WHAT NEEDS TO BE DONE:
Lines with the word "found" are the ones wanted. Copy each of them from the entries below.

DATA LISTING:
>>
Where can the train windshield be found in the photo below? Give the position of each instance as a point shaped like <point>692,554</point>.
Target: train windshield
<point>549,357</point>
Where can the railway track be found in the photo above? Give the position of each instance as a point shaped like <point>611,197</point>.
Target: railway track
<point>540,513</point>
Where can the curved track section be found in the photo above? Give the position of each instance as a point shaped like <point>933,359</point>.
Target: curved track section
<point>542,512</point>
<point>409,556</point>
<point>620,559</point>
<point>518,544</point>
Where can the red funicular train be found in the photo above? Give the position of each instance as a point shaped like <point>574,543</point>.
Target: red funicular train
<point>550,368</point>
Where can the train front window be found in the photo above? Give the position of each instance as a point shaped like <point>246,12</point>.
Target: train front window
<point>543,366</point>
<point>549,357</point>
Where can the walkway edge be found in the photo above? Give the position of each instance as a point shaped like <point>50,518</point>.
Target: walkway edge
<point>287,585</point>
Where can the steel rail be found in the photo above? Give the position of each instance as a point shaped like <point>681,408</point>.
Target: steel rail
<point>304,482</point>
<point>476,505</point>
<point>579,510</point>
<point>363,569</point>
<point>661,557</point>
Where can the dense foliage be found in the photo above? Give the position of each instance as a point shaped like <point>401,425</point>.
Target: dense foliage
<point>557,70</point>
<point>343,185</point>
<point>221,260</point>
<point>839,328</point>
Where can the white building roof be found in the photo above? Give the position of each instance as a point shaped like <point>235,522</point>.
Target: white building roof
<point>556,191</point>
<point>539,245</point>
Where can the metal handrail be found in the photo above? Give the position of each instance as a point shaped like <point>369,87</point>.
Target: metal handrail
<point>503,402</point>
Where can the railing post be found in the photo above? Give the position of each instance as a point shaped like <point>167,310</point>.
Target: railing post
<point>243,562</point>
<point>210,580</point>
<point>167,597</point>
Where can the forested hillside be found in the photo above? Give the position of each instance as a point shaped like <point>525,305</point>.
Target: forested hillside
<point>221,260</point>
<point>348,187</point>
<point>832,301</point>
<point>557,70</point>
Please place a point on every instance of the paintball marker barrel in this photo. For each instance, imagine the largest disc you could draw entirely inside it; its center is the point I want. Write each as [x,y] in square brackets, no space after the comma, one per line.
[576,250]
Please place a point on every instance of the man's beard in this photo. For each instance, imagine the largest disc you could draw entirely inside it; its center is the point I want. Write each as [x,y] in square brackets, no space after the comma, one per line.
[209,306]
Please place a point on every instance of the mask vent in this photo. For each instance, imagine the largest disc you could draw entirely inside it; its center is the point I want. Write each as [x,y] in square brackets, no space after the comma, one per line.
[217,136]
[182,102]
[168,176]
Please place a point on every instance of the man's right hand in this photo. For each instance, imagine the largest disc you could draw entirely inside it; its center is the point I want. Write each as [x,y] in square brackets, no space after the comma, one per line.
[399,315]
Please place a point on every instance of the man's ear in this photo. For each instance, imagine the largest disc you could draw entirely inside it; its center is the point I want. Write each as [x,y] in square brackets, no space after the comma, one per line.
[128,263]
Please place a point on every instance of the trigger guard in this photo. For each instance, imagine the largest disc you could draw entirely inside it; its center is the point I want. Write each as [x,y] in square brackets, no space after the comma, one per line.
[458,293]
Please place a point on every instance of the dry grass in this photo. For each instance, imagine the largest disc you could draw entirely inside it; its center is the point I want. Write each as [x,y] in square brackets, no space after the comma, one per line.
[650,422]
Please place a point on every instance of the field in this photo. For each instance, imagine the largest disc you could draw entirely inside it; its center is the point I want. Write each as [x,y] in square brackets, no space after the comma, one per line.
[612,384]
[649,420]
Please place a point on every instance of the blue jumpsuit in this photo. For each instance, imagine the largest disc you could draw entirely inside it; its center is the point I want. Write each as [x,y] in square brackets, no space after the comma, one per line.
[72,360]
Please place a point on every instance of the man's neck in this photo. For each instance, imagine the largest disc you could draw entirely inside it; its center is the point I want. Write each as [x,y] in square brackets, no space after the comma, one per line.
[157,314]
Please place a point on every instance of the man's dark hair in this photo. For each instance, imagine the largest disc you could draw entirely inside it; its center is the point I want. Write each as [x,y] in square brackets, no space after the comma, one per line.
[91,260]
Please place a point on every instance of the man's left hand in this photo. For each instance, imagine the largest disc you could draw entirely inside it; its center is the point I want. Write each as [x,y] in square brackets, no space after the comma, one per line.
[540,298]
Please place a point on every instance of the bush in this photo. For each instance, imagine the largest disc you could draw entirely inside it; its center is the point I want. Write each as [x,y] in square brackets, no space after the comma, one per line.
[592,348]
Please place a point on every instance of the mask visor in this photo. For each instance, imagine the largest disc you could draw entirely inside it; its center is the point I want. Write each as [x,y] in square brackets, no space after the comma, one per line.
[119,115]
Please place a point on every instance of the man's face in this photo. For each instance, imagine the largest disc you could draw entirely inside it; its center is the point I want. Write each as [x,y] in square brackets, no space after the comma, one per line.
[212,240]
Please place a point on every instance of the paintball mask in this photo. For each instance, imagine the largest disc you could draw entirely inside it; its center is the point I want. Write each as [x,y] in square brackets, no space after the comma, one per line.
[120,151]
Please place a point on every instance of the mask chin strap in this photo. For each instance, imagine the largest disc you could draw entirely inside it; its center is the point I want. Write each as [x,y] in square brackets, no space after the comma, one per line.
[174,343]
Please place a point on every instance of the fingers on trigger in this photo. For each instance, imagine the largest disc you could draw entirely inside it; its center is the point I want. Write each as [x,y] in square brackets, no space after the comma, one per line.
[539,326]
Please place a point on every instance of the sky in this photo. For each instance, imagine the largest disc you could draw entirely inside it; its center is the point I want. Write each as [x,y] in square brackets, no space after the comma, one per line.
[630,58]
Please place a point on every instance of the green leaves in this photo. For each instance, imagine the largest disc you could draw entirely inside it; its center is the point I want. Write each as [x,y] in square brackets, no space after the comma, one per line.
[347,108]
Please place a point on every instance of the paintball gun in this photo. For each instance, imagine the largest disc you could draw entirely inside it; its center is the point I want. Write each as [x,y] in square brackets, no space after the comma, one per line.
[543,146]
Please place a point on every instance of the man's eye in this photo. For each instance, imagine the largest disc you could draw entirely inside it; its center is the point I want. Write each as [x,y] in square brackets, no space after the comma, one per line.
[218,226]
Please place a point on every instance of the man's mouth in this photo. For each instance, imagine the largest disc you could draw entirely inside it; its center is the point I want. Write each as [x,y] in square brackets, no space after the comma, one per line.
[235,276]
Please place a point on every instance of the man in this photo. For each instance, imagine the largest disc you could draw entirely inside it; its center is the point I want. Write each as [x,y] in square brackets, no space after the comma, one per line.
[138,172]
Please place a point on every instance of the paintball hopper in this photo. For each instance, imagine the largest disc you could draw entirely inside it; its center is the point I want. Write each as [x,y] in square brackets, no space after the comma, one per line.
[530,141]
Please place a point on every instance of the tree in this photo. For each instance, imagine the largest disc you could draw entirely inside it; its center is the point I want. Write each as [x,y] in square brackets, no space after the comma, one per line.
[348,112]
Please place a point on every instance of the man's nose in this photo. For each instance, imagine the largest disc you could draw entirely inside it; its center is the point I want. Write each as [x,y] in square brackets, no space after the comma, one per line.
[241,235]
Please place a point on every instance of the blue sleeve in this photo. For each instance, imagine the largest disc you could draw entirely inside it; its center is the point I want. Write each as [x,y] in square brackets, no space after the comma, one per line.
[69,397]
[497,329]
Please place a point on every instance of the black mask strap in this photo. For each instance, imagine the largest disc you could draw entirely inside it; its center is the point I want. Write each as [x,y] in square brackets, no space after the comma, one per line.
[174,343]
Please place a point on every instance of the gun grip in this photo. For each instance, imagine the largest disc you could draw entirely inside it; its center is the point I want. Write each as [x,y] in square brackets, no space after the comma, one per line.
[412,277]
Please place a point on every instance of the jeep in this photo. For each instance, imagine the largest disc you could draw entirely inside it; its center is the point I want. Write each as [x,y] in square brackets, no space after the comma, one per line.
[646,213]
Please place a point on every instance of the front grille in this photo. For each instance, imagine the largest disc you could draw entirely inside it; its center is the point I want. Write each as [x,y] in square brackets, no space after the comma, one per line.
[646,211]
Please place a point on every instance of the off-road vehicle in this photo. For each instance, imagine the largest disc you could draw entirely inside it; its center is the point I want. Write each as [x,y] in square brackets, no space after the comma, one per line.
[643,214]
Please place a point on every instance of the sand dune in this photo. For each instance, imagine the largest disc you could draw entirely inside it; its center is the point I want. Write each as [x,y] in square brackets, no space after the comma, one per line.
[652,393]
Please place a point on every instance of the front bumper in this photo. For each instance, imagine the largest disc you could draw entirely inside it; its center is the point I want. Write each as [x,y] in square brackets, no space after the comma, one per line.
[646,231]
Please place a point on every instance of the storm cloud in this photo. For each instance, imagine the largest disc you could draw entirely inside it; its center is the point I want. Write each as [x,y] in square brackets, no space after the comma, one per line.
<<
TASK RESPONSE:
Where can the train windshield be found in the photo below? Give the position of each instance as a point shaped like <point>692,554</point>.
Where can the railway track be found in the photo above? Give the position of each instance as a point shaped like <point>611,197</point>.
Where can the curved track section be found in the photo above? Give the position of each instance as a point shaped like <point>933,359</point>.
Where can the red funicular train be found in the photo above? Give the position of each instance as a point shaped like <point>574,543</point>.
Where can the train front window be found in the photo above? Give the position of each instance as a point shaped like <point>246,12</point>.
Where can the walkway edge be found in the photo above? Give the position of each instance as a point shaped like <point>50,518</point>.
Where can the steel rail be found in the photo above? Give the position of each instance as a point shaped like <point>681,408</point>.
Where can the dense foliage be found in the photo above? Give the position of each instance as a point shaped like <point>401,425</point>.
Where can the white building roof be found in the photo above? Give the position of each instance as a point shaped like <point>235,522</point>.
Where can the metal handrail be found in the photo above? Give the position of each instance as a point shaped like <point>369,87</point>.
Where can the railing post be found in the photo above? Give the position of each instance as a point shaped like <point>167,310</point>.
Where can the forested hillside be found in the photo above? Give the position of each instance as a point shaped like <point>525,305</point>.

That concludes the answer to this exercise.